URL
https://doi.org/10.1101/2020.11.28.20239517
Type d’article
Preprint
Thème
Stratégies de contrôle, Économie
Que retenir de cet article, en 1-2 phrases ?
Il est possible de combiner des modèles épidémiologiques et économiques pour étudier les compromis (trade-off) entre nombre de vies épargnées et coût économique des mesures de distanciation sociale. Ces compromis peuvent être non-linéaires en fonction de la durée d’un confinement total ou du taux de respect des mesures, et des optimums se dégagent, potentiellement utiles pour les décideurs politiques.
Objectifs de l’étude / Questions abordées
- Coupler modélisation épidémiologique et modèles économiques pour évaluer la perte économique liée à la baisse d’offre de travail induite par les mesures de distanciation sociale.
- Étudier numériquement les effets des mesures de distanciation sociale sur le compromis entre pertes économiques et pertes humaines, par secteurs et en fonction de différents scénarios.

▶ **Données fournies**:
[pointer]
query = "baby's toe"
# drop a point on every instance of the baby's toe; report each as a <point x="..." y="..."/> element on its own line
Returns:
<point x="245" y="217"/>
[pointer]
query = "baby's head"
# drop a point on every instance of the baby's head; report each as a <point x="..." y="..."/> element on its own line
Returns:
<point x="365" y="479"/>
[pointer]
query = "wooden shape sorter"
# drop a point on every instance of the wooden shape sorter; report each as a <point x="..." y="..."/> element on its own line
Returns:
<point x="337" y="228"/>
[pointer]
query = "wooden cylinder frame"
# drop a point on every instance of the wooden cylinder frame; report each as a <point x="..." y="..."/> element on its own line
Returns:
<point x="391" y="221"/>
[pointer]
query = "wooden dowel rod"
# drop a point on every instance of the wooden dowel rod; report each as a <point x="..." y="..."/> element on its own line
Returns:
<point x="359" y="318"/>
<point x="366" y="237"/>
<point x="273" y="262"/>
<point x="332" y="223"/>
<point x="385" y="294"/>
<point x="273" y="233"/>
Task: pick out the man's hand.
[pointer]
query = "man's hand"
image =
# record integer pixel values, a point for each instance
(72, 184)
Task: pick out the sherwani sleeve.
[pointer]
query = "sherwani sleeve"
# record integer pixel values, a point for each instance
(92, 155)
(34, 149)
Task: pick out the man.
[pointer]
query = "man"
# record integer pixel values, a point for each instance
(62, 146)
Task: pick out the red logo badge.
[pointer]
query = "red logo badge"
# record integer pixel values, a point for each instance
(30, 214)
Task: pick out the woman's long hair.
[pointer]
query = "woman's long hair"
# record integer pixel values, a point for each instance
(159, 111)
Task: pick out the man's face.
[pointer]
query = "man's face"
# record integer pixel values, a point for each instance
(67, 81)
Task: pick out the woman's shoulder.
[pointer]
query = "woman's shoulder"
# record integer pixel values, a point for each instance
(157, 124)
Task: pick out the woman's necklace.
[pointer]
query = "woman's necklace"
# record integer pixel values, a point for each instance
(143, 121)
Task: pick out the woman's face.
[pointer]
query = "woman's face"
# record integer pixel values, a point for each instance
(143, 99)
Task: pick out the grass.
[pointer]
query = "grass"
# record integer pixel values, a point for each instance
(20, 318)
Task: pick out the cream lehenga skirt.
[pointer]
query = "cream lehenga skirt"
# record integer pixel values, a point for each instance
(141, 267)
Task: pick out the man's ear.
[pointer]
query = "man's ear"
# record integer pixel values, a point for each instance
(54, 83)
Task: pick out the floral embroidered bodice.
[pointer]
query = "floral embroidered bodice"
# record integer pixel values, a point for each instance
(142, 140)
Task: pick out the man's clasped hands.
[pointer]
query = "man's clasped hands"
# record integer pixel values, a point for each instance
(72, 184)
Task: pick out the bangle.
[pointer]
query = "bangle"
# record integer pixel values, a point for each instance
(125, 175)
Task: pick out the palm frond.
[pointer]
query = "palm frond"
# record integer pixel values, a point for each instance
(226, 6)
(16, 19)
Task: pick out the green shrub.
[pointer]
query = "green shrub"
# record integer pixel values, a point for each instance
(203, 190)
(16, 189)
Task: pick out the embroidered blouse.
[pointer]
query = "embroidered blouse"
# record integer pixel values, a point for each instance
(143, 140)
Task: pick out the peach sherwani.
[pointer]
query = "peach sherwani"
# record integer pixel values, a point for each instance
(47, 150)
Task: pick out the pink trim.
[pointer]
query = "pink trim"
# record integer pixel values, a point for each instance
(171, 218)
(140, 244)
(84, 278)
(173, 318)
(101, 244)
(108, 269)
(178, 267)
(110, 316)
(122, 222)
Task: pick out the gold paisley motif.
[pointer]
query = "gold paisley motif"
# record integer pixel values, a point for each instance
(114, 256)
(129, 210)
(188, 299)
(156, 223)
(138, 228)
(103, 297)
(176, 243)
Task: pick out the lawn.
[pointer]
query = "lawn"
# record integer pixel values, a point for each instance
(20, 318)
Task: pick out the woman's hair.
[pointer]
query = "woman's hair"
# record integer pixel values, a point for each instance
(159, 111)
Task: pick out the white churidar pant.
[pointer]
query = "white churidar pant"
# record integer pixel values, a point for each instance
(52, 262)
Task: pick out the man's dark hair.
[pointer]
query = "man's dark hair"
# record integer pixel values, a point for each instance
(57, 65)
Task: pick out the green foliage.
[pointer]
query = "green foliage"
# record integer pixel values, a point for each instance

▶ **Consigne**:
Dans le passage étudié, réécrivez plus brièvement le paragraphe qui commence par « Il est possible de combiner » en gardant ses faits principaux.

▶ **Réponse**:
On peut combiner modèles épidémiologiques et économiques pour étudier le compromis entre vies épargnées et coût économique de la distanciation sociale. Ce compromis peut être non linéaire selon la durée d’un confinement total ou le taux de respect des mesures. Il en ressort des optimums, potentiellement utiles aux décideurs politiques.